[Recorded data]
-- START --
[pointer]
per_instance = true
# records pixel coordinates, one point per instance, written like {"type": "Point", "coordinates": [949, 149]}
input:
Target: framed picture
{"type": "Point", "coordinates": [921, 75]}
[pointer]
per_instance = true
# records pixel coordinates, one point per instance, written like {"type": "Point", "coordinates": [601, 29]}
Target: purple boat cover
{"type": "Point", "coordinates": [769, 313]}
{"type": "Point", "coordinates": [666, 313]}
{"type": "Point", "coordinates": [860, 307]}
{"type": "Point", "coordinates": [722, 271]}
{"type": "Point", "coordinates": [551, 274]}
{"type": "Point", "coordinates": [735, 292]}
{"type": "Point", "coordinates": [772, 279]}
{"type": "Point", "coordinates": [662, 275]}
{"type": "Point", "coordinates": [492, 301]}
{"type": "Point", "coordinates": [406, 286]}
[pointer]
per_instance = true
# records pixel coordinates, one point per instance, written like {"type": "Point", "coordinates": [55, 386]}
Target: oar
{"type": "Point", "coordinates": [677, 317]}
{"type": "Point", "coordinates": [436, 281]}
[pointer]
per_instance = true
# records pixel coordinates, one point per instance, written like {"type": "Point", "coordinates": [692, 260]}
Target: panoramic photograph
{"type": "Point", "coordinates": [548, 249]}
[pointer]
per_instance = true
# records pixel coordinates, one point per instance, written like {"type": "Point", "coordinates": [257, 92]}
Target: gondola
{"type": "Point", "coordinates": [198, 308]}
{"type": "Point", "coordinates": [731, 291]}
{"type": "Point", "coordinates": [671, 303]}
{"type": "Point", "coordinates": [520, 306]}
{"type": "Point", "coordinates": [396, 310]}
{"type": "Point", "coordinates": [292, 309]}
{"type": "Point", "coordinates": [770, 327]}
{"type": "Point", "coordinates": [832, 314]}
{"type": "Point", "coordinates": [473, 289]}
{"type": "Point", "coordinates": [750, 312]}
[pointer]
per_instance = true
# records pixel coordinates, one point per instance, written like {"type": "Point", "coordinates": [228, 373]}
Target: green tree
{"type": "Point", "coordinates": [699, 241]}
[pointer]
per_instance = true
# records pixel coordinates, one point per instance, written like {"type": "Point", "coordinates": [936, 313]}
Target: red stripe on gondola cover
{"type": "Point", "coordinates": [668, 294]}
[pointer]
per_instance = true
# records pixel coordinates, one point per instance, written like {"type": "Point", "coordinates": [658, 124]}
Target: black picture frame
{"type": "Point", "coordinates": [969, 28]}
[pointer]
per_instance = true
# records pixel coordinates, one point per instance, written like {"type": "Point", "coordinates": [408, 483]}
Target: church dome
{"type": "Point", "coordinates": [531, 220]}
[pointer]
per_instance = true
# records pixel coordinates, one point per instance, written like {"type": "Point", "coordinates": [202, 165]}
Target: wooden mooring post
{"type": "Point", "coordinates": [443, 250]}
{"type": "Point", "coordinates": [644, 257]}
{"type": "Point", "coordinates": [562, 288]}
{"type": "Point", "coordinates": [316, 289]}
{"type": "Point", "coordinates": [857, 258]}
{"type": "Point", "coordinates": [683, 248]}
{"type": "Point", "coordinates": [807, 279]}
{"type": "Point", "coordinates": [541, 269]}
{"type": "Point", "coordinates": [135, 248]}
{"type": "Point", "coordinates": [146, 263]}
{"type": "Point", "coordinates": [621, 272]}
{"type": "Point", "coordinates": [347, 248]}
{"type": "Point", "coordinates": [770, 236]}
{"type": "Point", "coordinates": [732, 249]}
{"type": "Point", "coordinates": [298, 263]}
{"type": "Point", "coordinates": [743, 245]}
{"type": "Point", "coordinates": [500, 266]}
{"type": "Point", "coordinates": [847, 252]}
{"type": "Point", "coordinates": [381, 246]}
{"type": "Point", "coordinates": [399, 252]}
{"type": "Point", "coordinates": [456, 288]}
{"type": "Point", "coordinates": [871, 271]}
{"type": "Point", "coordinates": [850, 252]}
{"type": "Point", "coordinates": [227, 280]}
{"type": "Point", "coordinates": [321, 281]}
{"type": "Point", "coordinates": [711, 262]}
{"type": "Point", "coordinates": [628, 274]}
-- END --
Repeat the material above in full, keeping every word.

[pointer]
per_instance = true
# records pixel coordinates, one point per instance, written like {"type": "Point", "coordinates": [949, 149]}
input:
Target: framed picture
{"type": "Point", "coordinates": [921, 75]}
[pointer]
per_instance = true
# records pixel coordinates, one point per instance, written like {"type": "Point", "coordinates": [601, 29]}
Target: purple boat cover
{"type": "Point", "coordinates": [769, 313]}
{"type": "Point", "coordinates": [666, 313]}
{"type": "Point", "coordinates": [860, 307]}
{"type": "Point", "coordinates": [722, 271]}
{"type": "Point", "coordinates": [551, 274]}
{"type": "Point", "coordinates": [735, 292]}
{"type": "Point", "coordinates": [772, 279]}
{"type": "Point", "coordinates": [662, 275]}
{"type": "Point", "coordinates": [492, 301]}
{"type": "Point", "coordinates": [406, 286]}
[pointer]
per_instance = true
# records pixel coordinates, one point per instance, written like {"type": "Point", "coordinates": [55, 386]}
Target: oar
{"type": "Point", "coordinates": [677, 317]}
{"type": "Point", "coordinates": [436, 281]}
[pointer]
per_instance = true
# records pixel coordinates, one point per instance, written like {"type": "Point", "coordinates": [692, 260]}
Target: panoramic photograph
{"type": "Point", "coordinates": [548, 249]}
[pointer]
per_instance = true
# records pixel coordinates, one point per instance, written like {"type": "Point", "coordinates": [257, 92]}
Target: gondola
{"type": "Point", "coordinates": [198, 308]}
{"type": "Point", "coordinates": [731, 291]}
{"type": "Point", "coordinates": [671, 303]}
{"type": "Point", "coordinates": [520, 306]}
{"type": "Point", "coordinates": [396, 310]}
{"type": "Point", "coordinates": [292, 309]}
{"type": "Point", "coordinates": [770, 327]}
{"type": "Point", "coordinates": [832, 314]}
{"type": "Point", "coordinates": [473, 289]}
{"type": "Point", "coordinates": [750, 312]}
[pointer]
per_instance = true
# records pixel coordinates, one point per instance, written like {"type": "Point", "coordinates": [228, 373]}
Target: green tree
{"type": "Point", "coordinates": [699, 241]}
[pointer]
per_instance = true
# records pixel coordinates, one point per instance, written like {"type": "Point", "coordinates": [936, 313]}
Target: red stripe on gondola cover
{"type": "Point", "coordinates": [668, 294]}
[pointer]
per_instance = true
# records pixel coordinates, one point per instance, written like {"type": "Point", "coordinates": [658, 124]}
Target: black picture frame
{"type": "Point", "coordinates": [969, 28]}
[pointer]
per_instance = true
# records pixel coordinates, one point per instance, written like {"type": "Point", "coordinates": [408, 483]}
Target: church dome
{"type": "Point", "coordinates": [531, 220]}
[pointer]
per_instance = true
# records pixel coordinates, one point per instance, written like {"type": "Point", "coordinates": [202, 165]}
Target: wooden mooring post
{"type": "Point", "coordinates": [443, 250]}
{"type": "Point", "coordinates": [644, 257]}
{"type": "Point", "coordinates": [562, 288]}
{"type": "Point", "coordinates": [316, 289]}
{"type": "Point", "coordinates": [857, 258]}
{"type": "Point", "coordinates": [683, 248]}
{"type": "Point", "coordinates": [807, 279]}
{"type": "Point", "coordinates": [541, 269]}
{"type": "Point", "coordinates": [135, 248]}
{"type": "Point", "coordinates": [146, 263]}
{"type": "Point", "coordinates": [621, 272]}
{"type": "Point", "coordinates": [347, 248]}
{"type": "Point", "coordinates": [770, 236]}
{"type": "Point", "coordinates": [732, 249]}
{"type": "Point", "coordinates": [298, 263]}
{"type": "Point", "coordinates": [743, 245]}
{"type": "Point", "coordinates": [500, 266]}
{"type": "Point", "coordinates": [847, 252]}
{"type": "Point", "coordinates": [381, 246]}
{"type": "Point", "coordinates": [399, 252]}
{"type": "Point", "coordinates": [456, 288]}
{"type": "Point", "coordinates": [871, 271]}
{"type": "Point", "coordinates": [850, 252]}
{"type": "Point", "coordinates": [227, 280]}
{"type": "Point", "coordinates": [321, 281]}
{"type": "Point", "coordinates": [711, 262]}
{"type": "Point", "coordinates": [628, 274]}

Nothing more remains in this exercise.